» Required tasks
1. In the forum post below about running GFS without fencing, which server is the only one that needs write access to the GFS?
2. Translate this sentence from the GFS fencing post below into French: "The only possible way the filesystem can get corrupted is when the management-server fails."

» Document extract
▼▼▼
[Linux-cluster] Running GFS without fencing and maybe locking ;-)

Wed Mar 22 15:12:16 UTC 2006

While setting up our cluster I was wondering why GFS blocks the
filesystem when one of the nodes fails (the cluster remains in state
"recover" and waits for the failed node to be fenced). Manual fence is
quite to slow (if I am issuing it) and while we are running more than
one services on a node we cannot shut it down over ILO or deactivate the
Brocade port:

 - The nodes have an mysql database running completely in memory (which
is lost if fenced is powering this system off)

 - The nodes have more filesystems mounted which may also fail if I'm
deactivating the port on the Brocade switch

Our cluster consists of 4 Webservers and one management server. This
management server is the only server which needs write access to the GFS
(for example changing the html-files):

	webserver1 - webserver4: mount GFS -o ro (readonly)
	mgm-server1: mount GFS -o rw (write access)

My idea:

If one of the webserver fails then the cluster will issue an
fence_script with an exitcode "0". The node is fenced by the cluster and
while the filesystem wasn't mounted rw it cannot be destroyed.

The only possible way the filesystem can get corrupted is when the
management-server fails.

So is it possible to run the GFS with 4 readonly nodes and only one node
 which should be taken care if it fails? How does locking (lock_dlm)
work  in this case? I suppose that it only needs to take care for any
writes to the filesystem but here I might be wrong?!

Can I use lock_nolock (when making the filesystem) if only one node is
writing to the GFS?

Arnd
▲▲▲
» Provided material
▼▼▼
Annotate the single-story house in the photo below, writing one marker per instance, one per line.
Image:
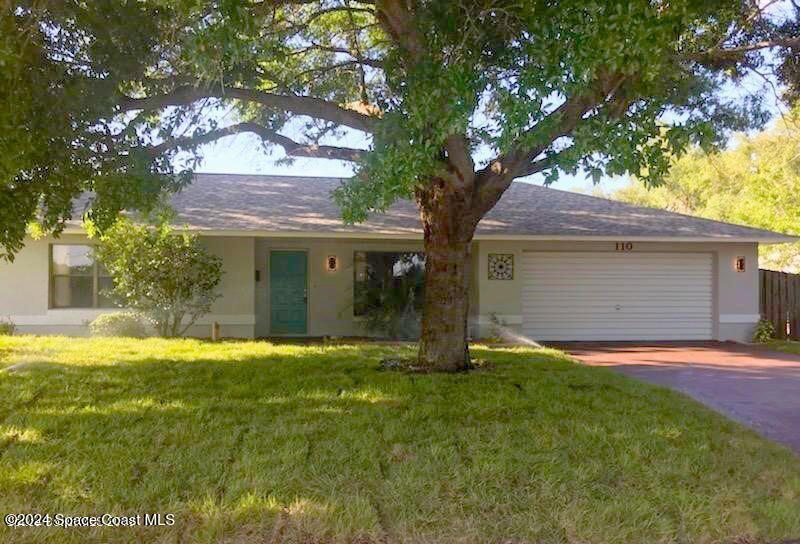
(549, 264)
▲▲▲
» Responses to the exercise
1. The management server, mgm-server1.

2. La seule façon dont le système de fichiers peut être corrompu est une défaillance du serveur de gestion.